WHAT YOU HAVE TO DO:
Your reply should be the full listing, copied exactly.

ENTRIES SUPPLIED:
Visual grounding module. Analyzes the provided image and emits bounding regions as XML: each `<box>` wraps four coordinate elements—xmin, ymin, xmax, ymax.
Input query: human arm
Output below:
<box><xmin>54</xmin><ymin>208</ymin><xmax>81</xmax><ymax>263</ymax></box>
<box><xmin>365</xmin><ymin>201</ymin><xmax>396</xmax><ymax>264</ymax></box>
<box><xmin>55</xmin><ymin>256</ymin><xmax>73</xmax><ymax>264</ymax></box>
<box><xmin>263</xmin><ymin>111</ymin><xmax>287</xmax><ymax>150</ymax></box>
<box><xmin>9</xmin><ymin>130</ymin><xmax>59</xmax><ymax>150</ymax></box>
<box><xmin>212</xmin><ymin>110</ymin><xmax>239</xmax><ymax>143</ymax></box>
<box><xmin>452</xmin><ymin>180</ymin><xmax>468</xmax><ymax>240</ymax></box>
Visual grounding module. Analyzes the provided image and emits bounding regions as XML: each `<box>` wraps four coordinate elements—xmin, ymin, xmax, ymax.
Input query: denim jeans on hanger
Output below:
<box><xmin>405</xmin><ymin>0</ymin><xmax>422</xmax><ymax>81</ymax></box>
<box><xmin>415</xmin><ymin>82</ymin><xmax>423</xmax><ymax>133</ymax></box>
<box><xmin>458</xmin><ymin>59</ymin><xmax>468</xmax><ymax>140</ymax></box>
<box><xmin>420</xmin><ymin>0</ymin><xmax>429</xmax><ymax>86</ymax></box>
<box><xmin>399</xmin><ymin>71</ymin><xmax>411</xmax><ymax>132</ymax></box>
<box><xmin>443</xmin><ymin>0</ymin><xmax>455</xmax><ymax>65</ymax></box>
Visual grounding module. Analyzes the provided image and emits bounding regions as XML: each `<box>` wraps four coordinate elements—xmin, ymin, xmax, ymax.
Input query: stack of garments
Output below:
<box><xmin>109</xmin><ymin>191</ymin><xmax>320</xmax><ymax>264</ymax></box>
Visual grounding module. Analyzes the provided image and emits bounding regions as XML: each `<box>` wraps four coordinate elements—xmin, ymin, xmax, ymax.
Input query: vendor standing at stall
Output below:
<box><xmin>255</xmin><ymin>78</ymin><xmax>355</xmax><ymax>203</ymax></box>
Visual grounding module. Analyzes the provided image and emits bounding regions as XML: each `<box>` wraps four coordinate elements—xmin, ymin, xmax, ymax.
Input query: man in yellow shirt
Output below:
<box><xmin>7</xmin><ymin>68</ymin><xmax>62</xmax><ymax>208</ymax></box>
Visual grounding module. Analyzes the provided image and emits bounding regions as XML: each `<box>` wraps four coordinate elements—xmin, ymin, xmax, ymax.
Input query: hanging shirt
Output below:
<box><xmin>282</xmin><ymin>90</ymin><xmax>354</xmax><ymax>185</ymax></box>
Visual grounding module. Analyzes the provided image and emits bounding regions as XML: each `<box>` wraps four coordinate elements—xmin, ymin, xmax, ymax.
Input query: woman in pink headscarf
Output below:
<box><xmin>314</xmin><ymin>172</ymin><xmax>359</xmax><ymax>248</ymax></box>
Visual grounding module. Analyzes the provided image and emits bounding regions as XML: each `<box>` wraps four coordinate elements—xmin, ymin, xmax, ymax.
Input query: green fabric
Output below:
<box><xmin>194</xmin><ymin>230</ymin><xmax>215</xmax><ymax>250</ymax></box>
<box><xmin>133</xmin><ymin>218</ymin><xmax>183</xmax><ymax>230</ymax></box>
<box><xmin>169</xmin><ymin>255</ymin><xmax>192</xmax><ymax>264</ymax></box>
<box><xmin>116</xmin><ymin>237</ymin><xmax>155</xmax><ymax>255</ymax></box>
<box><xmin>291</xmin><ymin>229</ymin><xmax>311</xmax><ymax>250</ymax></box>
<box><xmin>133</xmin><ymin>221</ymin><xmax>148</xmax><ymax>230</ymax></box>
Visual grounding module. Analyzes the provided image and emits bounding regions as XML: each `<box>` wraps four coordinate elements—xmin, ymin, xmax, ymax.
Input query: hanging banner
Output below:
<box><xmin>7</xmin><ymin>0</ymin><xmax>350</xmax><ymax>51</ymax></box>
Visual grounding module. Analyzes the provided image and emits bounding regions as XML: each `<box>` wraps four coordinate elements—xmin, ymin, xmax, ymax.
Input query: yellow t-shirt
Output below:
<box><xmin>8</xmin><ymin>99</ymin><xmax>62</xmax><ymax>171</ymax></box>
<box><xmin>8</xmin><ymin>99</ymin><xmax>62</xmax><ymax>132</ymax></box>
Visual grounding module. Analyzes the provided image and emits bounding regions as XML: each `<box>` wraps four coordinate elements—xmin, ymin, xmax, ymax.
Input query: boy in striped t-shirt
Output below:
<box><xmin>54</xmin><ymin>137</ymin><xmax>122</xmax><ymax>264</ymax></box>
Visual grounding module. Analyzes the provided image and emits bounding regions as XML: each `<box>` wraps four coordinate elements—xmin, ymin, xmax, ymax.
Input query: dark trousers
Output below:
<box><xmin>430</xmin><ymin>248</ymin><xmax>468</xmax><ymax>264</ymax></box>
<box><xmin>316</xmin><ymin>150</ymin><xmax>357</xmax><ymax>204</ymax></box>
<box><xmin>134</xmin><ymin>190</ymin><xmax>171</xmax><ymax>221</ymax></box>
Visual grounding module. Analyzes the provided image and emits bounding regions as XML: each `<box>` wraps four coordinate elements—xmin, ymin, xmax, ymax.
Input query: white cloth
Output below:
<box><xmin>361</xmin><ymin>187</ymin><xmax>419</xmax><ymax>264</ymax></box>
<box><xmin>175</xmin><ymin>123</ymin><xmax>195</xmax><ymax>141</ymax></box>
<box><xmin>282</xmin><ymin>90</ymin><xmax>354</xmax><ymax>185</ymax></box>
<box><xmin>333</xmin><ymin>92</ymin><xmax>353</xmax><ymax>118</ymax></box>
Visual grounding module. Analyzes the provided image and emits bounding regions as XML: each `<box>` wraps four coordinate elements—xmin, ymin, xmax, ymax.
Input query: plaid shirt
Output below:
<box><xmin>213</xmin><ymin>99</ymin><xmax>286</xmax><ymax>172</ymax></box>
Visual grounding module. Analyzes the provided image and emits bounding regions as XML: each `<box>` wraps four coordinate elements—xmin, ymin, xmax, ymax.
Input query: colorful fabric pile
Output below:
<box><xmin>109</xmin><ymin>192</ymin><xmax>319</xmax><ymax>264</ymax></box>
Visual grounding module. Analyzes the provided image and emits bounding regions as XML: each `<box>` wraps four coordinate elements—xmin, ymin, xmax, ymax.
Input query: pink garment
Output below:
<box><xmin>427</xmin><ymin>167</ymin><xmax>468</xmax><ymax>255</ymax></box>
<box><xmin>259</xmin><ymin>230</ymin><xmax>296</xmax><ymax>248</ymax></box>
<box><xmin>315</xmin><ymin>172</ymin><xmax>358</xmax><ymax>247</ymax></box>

PROBLEM SOLUTION:
Visual grounding module. Analyzes the provided image and emits bounding regions as XML: each `<box>` wraps four coordinate elements—xmin, ymin, xmax, ymax.
Input query: human arm
Output below:
<box><xmin>54</xmin><ymin>208</ymin><xmax>81</xmax><ymax>263</ymax></box>
<box><xmin>365</xmin><ymin>201</ymin><xmax>396</xmax><ymax>264</ymax></box>
<box><xmin>55</xmin><ymin>256</ymin><xmax>73</xmax><ymax>264</ymax></box>
<box><xmin>263</xmin><ymin>111</ymin><xmax>287</xmax><ymax>150</ymax></box>
<box><xmin>9</xmin><ymin>130</ymin><xmax>59</xmax><ymax>150</ymax></box>
<box><xmin>212</xmin><ymin>110</ymin><xmax>239</xmax><ymax>143</ymax></box>
<box><xmin>452</xmin><ymin>180</ymin><xmax>468</xmax><ymax>240</ymax></box>
Visual grounding module. Analyzes the provided image and emits bounding regions as XML: each `<box>` wraps four coordinate elements—xmin, ymin, xmax, ymax.
Input query: denim jeans on hanger
Output below:
<box><xmin>405</xmin><ymin>0</ymin><xmax>422</xmax><ymax>81</ymax></box>
<box><xmin>415</xmin><ymin>82</ymin><xmax>423</xmax><ymax>133</ymax></box>
<box><xmin>458</xmin><ymin>59</ymin><xmax>468</xmax><ymax>140</ymax></box>
<box><xmin>420</xmin><ymin>0</ymin><xmax>429</xmax><ymax>86</ymax></box>
<box><xmin>399</xmin><ymin>71</ymin><xmax>411</xmax><ymax>132</ymax></box>
<box><xmin>443</xmin><ymin>0</ymin><xmax>455</xmax><ymax>65</ymax></box>
Visual grounding module. Analyzes the provided image and emits bounding regions as XML: each `<box>` wraps four coordinate elements—xmin, ymin, xmax, ymax.
Input query: stack of garments
Output below:
<box><xmin>109</xmin><ymin>191</ymin><xmax>320</xmax><ymax>264</ymax></box>
Visual grounding module. Analyzes the provided image and emits bounding regions as XML: each `<box>` wraps four coordinate elements—xmin, ymin, xmax, ymax.
Input query: vendor standing at stall
Output below:
<box><xmin>255</xmin><ymin>78</ymin><xmax>355</xmax><ymax>203</ymax></box>
Visual grounding module. Analyzes the provided image and emits bounding regions as XML: each `<box>` wraps four coordinate elements—xmin, ymin, xmax, ymax.
Input query: man in yellow shirt
Output below:
<box><xmin>7</xmin><ymin>68</ymin><xmax>62</xmax><ymax>208</ymax></box>
Visual grounding module. Analyzes the provided image and emits bounding regions as XML: each `<box>` wraps four coordinate elements—xmin, ymin, xmax, ymax.
Input query: hanging shirt
Output below:
<box><xmin>282</xmin><ymin>90</ymin><xmax>354</xmax><ymax>185</ymax></box>
Visual grounding module. Analyzes the provided image and emits bounding regions as XML: each `<box>` wraps four coordinate elements—xmin, ymin, xmax, ymax.
Input query: woman in pink headscarf
Output below:
<box><xmin>314</xmin><ymin>172</ymin><xmax>359</xmax><ymax>248</ymax></box>
Visual grounding module. Analyzes the provided image and emits bounding regions as XML: each `<box>` wraps four coordinate elements—xmin, ymin, xmax, ymax.
Input query: green fabric
Output below:
<box><xmin>194</xmin><ymin>230</ymin><xmax>215</xmax><ymax>250</ymax></box>
<box><xmin>133</xmin><ymin>218</ymin><xmax>183</xmax><ymax>230</ymax></box>
<box><xmin>169</xmin><ymin>255</ymin><xmax>192</xmax><ymax>264</ymax></box>
<box><xmin>116</xmin><ymin>237</ymin><xmax>155</xmax><ymax>255</ymax></box>
<box><xmin>291</xmin><ymin>229</ymin><xmax>311</xmax><ymax>250</ymax></box>
<box><xmin>133</xmin><ymin>221</ymin><xmax>148</xmax><ymax>230</ymax></box>
Visual grounding module. Analyzes the provided image and emits bounding regions as XML: each `<box>` wraps four coordinate elements—xmin, ymin, xmax, ymax.
Input query: hanging banner
Output below:
<box><xmin>7</xmin><ymin>0</ymin><xmax>350</xmax><ymax>51</ymax></box>
Visual grounding module. Analyzes the provided image and emits bounding regions as XML: each `<box>` wraps four coordinate elements—xmin, ymin, xmax, ymax.
Input query: yellow t-shirt
Output below:
<box><xmin>8</xmin><ymin>99</ymin><xmax>62</xmax><ymax>171</ymax></box>
<box><xmin>8</xmin><ymin>99</ymin><xmax>62</xmax><ymax>132</ymax></box>
Visual grounding module. Analyzes the provided image and emits bounding regions as XML: each `<box>` wraps four coordinate elements—xmin, ymin, xmax, ymax.
Input query: boy in striped t-shirt
Output below:
<box><xmin>54</xmin><ymin>137</ymin><xmax>122</xmax><ymax>264</ymax></box>
Visual grounding module. Analyzes the provided image and emits bounding regions as XML: each `<box>` wraps four coordinate elements—xmin, ymin, xmax, ymax.
Input query: dark trousers
Output below:
<box><xmin>430</xmin><ymin>248</ymin><xmax>468</xmax><ymax>264</ymax></box>
<box><xmin>316</xmin><ymin>150</ymin><xmax>357</xmax><ymax>204</ymax></box>
<box><xmin>134</xmin><ymin>190</ymin><xmax>171</xmax><ymax>221</ymax></box>
Visual grounding module. Analyzes the provided image and emits bounding regions as XML: each `<box>` wraps four coordinate elements—xmin, ymin, xmax, ymax.
Input query: white cloth
Output below:
<box><xmin>361</xmin><ymin>187</ymin><xmax>419</xmax><ymax>264</ymax></box>
<box><xmin>175</xmin><ymin>123</ymin><xmax>195</xmax><ymax>141</ymax></box>
<box><xmin>282</xmin><ymin>90</ymin><xmax>354</xmax><ymax>185</ymax></box>
<box><xmin>333</xmin><ymin>92</ymin><xmax>353</xmax><ymax>118</ymax></box>
Visual grounding module. Analyzes the provided image and emits bounding regions as XML: each `<box>` wraps four coordinate elements—xmin, ymin, xmax, ymax.
Input query: plaid shirt
Output below:
<box><xmin>213</xmin><ymin>99</ymin><xmax>286</xmax><ymax>172</ymax></box>
Visual grounding module. Analyzes the provided image and emits bounding regions as XML: each `<box>` wraps four coordinate elements—xmin, ymin, xmax, ymax.
Input query: colorful fabric pile
Output below:
<box><xmin>109</xmin><ymin>192</ymin><xmax>319</xmax><ymax>264</ymax></box>
Visual grounding module. Analyzes the provided image and emits bounding regions as XML: each `<box>` wraps four coordinate elements—xmin, ymin, xmax, ymax.
Input query: pink garment
Output below:
<box><xmin>427</xmin><ymin>167</ymin><xmax>468</xmax><ymax>255</ymax></box>
<box><xmin>259</xmin><ymin>230</ymin><xmax>296</xmax><ymax>248</ymax></box>
<box><xmin>315</xmin><ymin>172</ymin><xmax>358</xmax><ymax>247</ymax></box>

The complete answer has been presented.